PROBLEM SET
(A) Repeat word for word the stretch of the article on home businesses and zoning from "In the summer" through "the city government.".
(B) Name every person the article on home businesses and zoning identifies by name.
(C) Take the article on home businesses and zoning further, picking up after its final sentence.

SOURCE DOCUMENT
License to work where you live
It is perfectly reasonable for land-use and zoning regulations to take into consideration any “nuisances” that would reduce the quality of life or present a potential safety hazard to the area. However, this frequent justification can turn into a camel’s nose that allows local officials to restrict all sorts of economic activity, like home businesses. See the case of Chandler, Arizona’s Kim O’Neil, about whom C. Jarrett Dieterle and Shoshana Weissmann of the R Street Institute write:
For years she [ran her medical-billing company] out of leased office space, but when Ms. O’Neil’s father became ill in 2013 she moved the business to her home. After her father died in 2015, she continued to run the business out of her house, because she could fulfill her work obligations while caring for her elderly mother.
In the summer of 2016, Ms. O’Neil received a letter from the city of Chandler informing her that she was illegally operating a home-based business. She needed to apply for a permit within seven days or face action from the city government.
Chandler then insisted she jump through regulatory hoops that seem onerous even for a more traditional business location.
They [city officials] told Ms. O’Neil that her three employees were not allowed to work on-site, though they parked in her driveway and didn’t cause traffic concerns. Eventually, in an attempt to appease city officials, Ms. O’Neil instructed her employees to work from their own residences rather than her home.

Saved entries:
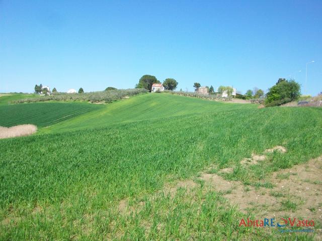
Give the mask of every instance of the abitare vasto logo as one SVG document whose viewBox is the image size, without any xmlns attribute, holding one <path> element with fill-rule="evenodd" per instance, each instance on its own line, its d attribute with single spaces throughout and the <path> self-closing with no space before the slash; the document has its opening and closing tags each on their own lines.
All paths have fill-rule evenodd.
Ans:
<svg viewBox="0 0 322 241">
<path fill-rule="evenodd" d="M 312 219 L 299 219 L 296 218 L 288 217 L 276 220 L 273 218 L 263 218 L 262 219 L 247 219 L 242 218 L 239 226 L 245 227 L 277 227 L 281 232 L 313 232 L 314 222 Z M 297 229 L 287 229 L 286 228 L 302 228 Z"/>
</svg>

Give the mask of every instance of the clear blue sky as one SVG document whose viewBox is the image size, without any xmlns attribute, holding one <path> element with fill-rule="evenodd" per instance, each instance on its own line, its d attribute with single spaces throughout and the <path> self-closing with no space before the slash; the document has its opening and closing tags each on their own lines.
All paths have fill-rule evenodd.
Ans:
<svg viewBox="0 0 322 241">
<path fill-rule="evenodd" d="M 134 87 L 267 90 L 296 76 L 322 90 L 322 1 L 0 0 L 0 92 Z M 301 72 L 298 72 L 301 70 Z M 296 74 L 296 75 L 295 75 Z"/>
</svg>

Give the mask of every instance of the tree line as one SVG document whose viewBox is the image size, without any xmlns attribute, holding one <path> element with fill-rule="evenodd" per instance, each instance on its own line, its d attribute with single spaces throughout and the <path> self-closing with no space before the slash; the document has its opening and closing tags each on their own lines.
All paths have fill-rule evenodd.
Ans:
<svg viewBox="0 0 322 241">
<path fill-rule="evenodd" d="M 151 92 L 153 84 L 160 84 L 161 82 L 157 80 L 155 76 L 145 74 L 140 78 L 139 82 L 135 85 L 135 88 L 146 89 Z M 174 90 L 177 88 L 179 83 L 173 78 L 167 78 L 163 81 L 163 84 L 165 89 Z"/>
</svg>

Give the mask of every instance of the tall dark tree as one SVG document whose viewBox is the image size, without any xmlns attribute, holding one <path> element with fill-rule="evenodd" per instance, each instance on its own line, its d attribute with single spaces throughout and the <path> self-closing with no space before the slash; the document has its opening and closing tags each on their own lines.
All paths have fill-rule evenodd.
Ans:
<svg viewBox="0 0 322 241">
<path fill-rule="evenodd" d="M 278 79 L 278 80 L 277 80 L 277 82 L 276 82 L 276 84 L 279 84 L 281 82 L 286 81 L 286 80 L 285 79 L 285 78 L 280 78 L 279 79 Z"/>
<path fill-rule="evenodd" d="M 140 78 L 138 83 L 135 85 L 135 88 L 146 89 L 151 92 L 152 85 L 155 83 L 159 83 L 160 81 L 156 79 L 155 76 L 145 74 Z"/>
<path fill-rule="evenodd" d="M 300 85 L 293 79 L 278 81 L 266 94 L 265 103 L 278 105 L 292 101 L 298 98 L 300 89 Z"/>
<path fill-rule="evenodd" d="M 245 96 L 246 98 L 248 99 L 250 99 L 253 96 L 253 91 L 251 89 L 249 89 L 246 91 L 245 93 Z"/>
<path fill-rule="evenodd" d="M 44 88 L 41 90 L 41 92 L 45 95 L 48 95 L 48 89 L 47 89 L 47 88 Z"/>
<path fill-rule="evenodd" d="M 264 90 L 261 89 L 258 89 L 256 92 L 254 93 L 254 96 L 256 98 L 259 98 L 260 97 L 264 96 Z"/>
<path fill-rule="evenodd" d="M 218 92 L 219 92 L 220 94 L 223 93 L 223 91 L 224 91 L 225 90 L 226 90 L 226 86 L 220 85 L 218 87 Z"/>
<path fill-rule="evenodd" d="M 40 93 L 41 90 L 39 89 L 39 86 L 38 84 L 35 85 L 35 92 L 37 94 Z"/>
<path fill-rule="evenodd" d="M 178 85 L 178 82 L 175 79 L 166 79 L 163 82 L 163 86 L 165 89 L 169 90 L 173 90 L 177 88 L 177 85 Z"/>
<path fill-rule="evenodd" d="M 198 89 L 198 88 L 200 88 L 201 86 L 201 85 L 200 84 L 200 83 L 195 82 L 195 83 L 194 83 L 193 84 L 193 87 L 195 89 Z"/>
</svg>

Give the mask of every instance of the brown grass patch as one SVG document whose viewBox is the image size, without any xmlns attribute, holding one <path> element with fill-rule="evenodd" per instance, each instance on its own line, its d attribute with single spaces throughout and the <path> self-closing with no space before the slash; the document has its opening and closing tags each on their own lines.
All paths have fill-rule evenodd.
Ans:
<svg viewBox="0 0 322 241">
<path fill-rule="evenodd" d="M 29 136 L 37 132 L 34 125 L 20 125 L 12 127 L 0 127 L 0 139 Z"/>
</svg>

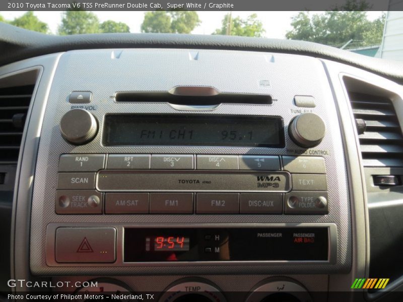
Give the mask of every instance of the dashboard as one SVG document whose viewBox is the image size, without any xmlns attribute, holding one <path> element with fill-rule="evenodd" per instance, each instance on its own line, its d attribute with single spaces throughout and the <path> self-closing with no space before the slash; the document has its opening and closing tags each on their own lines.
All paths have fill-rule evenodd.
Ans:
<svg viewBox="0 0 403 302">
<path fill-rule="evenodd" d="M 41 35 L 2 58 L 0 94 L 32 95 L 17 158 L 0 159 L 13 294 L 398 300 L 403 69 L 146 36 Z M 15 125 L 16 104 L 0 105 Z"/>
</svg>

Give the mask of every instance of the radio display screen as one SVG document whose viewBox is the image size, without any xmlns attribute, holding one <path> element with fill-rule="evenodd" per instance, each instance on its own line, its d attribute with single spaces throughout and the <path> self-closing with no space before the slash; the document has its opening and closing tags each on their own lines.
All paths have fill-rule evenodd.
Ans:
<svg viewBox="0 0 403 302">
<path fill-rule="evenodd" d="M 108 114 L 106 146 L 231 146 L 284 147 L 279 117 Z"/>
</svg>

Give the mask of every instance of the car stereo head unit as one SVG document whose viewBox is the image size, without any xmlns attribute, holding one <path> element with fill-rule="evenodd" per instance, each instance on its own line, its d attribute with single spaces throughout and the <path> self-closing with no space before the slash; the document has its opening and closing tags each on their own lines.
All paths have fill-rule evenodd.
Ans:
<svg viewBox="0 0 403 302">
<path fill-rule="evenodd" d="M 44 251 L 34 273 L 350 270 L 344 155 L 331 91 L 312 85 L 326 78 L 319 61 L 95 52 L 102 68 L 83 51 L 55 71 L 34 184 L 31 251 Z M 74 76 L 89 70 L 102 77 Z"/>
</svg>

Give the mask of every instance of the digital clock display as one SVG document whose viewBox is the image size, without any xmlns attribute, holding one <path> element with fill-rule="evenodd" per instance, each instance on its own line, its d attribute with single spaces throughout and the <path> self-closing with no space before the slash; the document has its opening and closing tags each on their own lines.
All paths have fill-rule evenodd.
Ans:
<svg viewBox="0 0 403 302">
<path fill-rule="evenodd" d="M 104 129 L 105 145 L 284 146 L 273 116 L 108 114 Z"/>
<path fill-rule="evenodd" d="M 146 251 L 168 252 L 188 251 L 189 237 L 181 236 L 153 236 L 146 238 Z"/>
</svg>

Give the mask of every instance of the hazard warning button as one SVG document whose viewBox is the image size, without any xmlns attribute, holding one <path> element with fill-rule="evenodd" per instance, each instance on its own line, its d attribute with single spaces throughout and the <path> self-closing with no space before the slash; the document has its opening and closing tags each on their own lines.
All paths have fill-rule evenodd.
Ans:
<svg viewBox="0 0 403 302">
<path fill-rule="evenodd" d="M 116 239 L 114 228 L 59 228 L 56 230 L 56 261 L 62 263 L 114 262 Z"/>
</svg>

--

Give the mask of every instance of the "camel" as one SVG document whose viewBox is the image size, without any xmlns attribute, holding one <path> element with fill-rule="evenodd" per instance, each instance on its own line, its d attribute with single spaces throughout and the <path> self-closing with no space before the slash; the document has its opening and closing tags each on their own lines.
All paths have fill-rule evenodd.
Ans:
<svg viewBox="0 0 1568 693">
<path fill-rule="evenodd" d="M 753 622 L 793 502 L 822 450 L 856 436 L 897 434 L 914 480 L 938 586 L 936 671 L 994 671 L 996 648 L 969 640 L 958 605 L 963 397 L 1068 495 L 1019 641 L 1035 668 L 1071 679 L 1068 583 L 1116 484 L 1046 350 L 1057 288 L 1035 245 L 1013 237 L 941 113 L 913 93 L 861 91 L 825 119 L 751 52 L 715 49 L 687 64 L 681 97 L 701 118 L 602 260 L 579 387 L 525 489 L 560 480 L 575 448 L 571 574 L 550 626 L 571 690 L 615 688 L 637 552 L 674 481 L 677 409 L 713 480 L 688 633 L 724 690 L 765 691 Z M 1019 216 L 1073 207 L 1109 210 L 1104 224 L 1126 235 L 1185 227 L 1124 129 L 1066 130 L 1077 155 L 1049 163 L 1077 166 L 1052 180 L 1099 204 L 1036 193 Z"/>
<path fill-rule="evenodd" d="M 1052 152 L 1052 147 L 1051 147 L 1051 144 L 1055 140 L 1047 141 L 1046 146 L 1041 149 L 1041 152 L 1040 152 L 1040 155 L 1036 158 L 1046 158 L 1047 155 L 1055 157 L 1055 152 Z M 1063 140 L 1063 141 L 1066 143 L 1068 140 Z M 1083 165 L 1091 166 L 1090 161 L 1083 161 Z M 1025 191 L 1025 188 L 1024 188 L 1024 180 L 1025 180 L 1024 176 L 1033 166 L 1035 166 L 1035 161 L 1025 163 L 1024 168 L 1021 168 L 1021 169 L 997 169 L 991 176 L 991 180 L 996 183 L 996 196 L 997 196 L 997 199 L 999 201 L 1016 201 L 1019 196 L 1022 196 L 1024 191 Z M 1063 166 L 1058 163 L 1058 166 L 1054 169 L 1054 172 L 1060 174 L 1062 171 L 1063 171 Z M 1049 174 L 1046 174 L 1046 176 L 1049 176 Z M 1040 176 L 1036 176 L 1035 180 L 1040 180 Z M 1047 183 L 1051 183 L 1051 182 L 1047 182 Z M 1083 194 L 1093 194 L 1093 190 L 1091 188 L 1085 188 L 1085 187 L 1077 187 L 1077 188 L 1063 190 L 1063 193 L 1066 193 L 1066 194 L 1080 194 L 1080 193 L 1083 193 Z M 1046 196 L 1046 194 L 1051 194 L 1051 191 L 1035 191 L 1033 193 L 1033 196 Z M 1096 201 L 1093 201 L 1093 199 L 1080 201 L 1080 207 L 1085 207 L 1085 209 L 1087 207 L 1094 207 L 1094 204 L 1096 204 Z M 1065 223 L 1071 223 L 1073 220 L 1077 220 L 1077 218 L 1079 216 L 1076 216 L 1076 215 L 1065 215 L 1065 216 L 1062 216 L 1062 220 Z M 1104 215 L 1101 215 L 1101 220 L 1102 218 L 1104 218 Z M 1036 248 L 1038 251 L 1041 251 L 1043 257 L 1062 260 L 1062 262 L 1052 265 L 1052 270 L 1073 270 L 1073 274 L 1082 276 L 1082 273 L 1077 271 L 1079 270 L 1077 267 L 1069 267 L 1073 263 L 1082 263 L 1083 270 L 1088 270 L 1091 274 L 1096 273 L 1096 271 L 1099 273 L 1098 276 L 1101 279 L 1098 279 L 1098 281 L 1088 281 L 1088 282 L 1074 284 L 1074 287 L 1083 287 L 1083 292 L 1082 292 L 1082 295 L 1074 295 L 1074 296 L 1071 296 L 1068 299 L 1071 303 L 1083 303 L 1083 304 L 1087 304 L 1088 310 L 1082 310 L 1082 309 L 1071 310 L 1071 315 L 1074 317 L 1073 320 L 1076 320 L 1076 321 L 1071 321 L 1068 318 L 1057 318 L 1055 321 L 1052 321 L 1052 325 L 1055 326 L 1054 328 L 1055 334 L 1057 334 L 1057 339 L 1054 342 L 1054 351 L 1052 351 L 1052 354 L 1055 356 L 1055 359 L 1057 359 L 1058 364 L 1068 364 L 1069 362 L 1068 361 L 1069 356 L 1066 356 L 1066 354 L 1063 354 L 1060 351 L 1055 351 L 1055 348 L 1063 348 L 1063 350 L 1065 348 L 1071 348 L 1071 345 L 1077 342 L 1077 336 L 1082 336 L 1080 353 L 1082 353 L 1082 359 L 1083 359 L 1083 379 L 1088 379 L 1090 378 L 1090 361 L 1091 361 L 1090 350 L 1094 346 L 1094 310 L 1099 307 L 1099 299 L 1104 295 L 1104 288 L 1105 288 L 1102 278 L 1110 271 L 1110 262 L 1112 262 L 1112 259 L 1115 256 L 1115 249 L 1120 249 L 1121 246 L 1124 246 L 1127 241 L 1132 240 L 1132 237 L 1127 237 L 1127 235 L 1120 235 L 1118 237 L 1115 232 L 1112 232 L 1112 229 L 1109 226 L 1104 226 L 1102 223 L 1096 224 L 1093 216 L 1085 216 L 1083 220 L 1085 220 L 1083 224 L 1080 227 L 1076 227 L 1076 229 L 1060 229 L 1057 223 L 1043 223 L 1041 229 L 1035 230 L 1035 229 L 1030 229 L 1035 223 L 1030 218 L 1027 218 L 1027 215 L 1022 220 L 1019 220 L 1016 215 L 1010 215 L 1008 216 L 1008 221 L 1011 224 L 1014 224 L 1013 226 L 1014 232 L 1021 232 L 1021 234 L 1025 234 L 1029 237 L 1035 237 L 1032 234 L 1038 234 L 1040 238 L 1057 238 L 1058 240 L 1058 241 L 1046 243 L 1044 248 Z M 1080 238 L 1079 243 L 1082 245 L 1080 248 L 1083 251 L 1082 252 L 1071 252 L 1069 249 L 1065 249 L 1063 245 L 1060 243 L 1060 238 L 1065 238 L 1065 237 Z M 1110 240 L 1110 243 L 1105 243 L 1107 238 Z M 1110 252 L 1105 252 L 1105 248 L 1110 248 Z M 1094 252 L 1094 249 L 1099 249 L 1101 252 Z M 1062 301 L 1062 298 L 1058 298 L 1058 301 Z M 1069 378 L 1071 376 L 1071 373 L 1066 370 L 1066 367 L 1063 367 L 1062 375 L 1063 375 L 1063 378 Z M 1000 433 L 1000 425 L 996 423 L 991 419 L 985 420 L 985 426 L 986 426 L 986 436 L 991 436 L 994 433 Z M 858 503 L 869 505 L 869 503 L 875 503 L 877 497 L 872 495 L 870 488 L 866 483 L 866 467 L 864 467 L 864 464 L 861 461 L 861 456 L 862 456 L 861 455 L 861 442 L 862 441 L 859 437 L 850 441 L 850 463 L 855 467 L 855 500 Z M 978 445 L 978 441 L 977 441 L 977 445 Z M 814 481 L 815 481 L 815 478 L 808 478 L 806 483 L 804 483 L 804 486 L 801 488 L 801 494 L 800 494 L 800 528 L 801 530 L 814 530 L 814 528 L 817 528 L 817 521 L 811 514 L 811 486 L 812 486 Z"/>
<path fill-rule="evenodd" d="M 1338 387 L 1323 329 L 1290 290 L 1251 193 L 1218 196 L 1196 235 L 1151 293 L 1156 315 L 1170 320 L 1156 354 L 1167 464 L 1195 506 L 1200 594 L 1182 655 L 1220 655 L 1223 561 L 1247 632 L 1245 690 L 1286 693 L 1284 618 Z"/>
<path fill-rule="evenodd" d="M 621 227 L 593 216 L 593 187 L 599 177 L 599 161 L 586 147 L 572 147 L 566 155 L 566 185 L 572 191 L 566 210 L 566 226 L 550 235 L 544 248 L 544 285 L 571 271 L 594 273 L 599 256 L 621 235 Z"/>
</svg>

RESPONSES BY TASK
(A)
In the summer of 2016, Ms. O’Neil received a letter from the city of Chandler informing her that she was illegally operating a home-based business. She needed to apply for a permit within seven days or face action from the city government.

(B) Kim O'Neil, C. Jarrett Dieterle, Shoshana Weissmann

(C)
City officials were still unmoved. They informed Ms. O’Neil that she would have to build a parking facility, submit architectural drawings of her home, and obtain approval from every neighbor within 600 feet. Doing so would have been expensive, but that wasn’t all. The city even suggested Ms. O’Neil might have to attend monthly meetings with city officials.
Ultimately, O’Neil shut down her business, calling the ordeal “one of the most stressful experiences of my life.”
Unfortunately, O’Neil’s case is hardly unique: .
Officials in Cobb County, Ga., temporarily shut down a videogame blogger whose primary business activity was uploading YouTube videos from his house. A record producer in Nashville, Tenn., who ran a recording studio out of his garage received a cease-and-desist letter from the city, though none of his neighbors had complained. Phoenix refused to grant a permit to a yoga instructor who hoped to teach small classes at her house.